* TO BE DONE *
a: In the registration rights section, who must pay the underwriting commissions?
b: Please continue the registration rights section from where it stops.

* DOCUMENT SEGMENT *
*****
5.1.5           Withdrawal.
If a majority-in-interest of the Demanding Holders disapprove of the terms of any underwriting or are not entitled to include all
of their Registrable Securities in any offering, such majority-in-interest of the Demanding Holders may elect to withdraw from
such offering by giving written notice to the Company and the underwriter or underwriters of their request to withdraw prior to
the effectiveness of the registration statement filed with the Commission with respect to such Demand Registration. If the majority-in-interest
of the Demanding Holders withdraws from a proposed offering relating to a Demand Registration, then the Company does not have to
continue its obligations under Section 5.1 with respect to such proposed offering.

 

5.1.6           Terms.
The Company shall bear all fees and expenses attendant to registering the Registrable Securities, including the expenses of any
legal counsel selected by the Holders to represent them in connection with the sale of the Registrable Securities, but the Holders
shall pay any and all underwriting commissions. The Company agrees to use its reasonable best efforts to qualify or register the
Registrable Securities in such states as are reasonably requested by the Majority Holder(s); provided, however, that in no event
shall the Company be required to register the Registrable Securities in a state in which such registration would cause (i) the
Company to be obligated to qualify to do business in such state, or would subject the Company to taxation as a foreign corporation
doing business in such jurisdiction or (ii) the principal stockholders of the Company to be obligated to escrow their shares
of Common Stock of the Company. The Company shall use its best efforts to cause any registration statement or post-effective amendment
filed pursuant to the demand rights granted under Section 5.1.1 to remain effective for a period of nine consecutive months from
the effective date of such registration statement or post-effective amendment.
*****
(Records from a data collection)

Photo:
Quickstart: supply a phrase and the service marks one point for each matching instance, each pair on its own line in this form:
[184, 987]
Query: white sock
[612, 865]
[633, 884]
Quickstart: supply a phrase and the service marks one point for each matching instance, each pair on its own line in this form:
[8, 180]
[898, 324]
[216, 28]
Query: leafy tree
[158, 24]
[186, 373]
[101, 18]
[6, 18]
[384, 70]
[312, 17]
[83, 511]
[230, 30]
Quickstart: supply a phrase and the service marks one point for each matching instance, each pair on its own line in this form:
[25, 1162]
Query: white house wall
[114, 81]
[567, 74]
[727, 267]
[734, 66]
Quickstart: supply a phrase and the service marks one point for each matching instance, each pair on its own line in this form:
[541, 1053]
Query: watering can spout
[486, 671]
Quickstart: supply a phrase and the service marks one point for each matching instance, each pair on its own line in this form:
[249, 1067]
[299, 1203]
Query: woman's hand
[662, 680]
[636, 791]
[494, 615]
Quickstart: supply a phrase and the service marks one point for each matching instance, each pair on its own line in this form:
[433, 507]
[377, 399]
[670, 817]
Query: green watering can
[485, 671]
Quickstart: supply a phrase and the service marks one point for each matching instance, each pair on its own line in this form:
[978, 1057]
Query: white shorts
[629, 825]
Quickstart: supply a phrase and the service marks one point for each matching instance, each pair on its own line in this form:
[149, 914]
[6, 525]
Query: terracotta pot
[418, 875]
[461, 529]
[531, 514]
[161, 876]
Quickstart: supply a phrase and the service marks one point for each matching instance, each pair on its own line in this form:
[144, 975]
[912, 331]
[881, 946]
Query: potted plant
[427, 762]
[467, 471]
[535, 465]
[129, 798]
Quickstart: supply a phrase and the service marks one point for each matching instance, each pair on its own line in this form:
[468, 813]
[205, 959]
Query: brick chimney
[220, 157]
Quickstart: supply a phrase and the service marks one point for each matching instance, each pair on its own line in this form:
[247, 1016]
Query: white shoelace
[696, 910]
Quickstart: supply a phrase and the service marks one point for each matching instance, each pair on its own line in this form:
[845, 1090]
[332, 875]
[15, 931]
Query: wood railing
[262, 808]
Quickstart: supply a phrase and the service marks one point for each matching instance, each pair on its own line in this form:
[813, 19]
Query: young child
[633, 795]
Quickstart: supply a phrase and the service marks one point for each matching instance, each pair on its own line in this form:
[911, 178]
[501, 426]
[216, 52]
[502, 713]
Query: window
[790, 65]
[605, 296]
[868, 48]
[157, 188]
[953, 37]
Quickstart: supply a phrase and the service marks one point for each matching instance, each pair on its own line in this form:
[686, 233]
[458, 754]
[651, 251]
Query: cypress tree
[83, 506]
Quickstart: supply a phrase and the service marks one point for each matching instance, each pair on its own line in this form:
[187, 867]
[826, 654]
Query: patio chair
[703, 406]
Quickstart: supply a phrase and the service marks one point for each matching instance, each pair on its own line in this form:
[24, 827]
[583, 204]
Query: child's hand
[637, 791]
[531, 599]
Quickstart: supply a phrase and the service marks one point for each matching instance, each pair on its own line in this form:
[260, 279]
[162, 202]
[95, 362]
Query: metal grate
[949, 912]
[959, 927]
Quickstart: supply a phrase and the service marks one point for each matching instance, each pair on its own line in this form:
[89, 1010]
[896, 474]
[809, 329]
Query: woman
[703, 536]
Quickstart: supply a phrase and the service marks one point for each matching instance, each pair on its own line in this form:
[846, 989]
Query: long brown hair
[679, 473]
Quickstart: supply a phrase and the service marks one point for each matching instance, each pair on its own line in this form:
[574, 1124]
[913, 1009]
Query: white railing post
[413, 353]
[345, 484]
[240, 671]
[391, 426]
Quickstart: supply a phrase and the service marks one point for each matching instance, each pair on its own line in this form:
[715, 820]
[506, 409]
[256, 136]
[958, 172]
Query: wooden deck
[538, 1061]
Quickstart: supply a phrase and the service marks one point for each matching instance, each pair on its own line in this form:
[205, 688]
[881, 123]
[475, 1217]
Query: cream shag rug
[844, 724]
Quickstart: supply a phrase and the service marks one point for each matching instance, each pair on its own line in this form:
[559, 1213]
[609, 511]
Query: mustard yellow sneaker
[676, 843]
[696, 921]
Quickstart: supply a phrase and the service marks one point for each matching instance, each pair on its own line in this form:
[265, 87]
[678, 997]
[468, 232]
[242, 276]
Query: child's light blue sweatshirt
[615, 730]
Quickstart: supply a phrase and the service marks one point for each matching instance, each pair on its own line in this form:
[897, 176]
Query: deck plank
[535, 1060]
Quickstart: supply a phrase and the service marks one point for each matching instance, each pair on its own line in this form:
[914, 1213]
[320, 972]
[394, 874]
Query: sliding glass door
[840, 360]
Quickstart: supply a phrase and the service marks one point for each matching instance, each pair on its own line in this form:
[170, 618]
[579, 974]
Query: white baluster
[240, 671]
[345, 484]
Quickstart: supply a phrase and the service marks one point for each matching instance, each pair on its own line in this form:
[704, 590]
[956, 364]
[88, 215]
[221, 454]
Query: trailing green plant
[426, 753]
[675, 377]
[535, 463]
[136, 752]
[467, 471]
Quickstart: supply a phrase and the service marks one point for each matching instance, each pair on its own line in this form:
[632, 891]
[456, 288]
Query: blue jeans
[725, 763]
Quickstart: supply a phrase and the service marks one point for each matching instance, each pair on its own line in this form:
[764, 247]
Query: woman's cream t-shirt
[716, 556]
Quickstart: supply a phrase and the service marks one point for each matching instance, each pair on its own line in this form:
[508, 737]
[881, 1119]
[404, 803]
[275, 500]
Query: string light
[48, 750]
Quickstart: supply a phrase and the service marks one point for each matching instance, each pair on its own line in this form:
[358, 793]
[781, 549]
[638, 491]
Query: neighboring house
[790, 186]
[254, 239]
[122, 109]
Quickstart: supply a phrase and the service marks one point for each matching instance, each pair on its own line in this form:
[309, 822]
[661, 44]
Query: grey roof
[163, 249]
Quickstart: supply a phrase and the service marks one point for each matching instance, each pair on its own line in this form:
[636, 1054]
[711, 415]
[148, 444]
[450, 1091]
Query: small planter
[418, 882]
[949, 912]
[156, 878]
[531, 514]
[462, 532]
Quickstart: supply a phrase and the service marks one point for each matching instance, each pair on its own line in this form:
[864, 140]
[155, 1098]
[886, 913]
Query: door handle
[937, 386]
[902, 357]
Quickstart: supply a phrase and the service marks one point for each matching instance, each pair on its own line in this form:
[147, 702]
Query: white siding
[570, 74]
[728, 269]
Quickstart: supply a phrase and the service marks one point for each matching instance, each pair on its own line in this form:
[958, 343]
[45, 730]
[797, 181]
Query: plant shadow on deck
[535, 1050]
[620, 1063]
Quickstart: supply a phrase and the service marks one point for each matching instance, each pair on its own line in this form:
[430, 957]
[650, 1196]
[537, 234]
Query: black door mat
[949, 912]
*****
* ANSWERS *
a: The Holders pay any and all underwriting commissions.

b:
 

5.2          Piggy-Back
Registration.

 

5.2.1           Piggy-Back
Rights. If at any time during the seven year period commencing on the Effective Date the Company proposes to file a registration
statement under the Act with respect to an offering of equity securities, or securities or other obligations exercisable or exchangeable
for, or convertible into, equity securities, by the Company for its own account or for stockholders of the Company for their account
(or by the Company and by stockholders of the Company including, without limitation, pursuant to Section 5.1), other than a registration
statement (i) filed in connection with any employee share option or other benefit plan, (ii) for an exchange offer or
offering of securities solely to the Company’s existing stockholders, (iii) for an offering of debt that is convertible
into equity securities of the Company or (iv) for a dividend reinvestment plan, then the Company shall (x) give written notice
of such proposed filing to the holders of Registrable Securities as soon as practicable but in no event less than ten (10) days
before the anticipated filing date, which notice shall describe the amount and type of securities to be included in such offering,
the intended method(s) of distribution, and the name of the proposed managing underwriter or underwriters, if any, of the offering,
and (y) offer to the holders of Registrable Securities in such notice the opportunity to register the sale of such number of shares
of Registrable Securities as such holders may request in writing within five (5) days following receipt of such notice (a “Piggy-Back
Registration”). The Company shall cause such Registrable Securities to be included in such registration and shall
use its best efforts to cause the managing underwriter or underwriters of a proposed underwritten offering to permit the Registrable
Securities requested to be included in a Piggy-Back Registration on the same terms and conditions as any similar securities of
the Company and to permit the sale or other disposition of such Registrable Securities in accordance with the intended method(s)
of distribution thereof. All holders of Registrable Securities proposing to distribute their securities through a Piggy-Back Registration
that involves an underwriter or underwriters shall enter into an underwriting agreement in customary form with the underwriter
or underwriters selected for such Piggy-Back Registration.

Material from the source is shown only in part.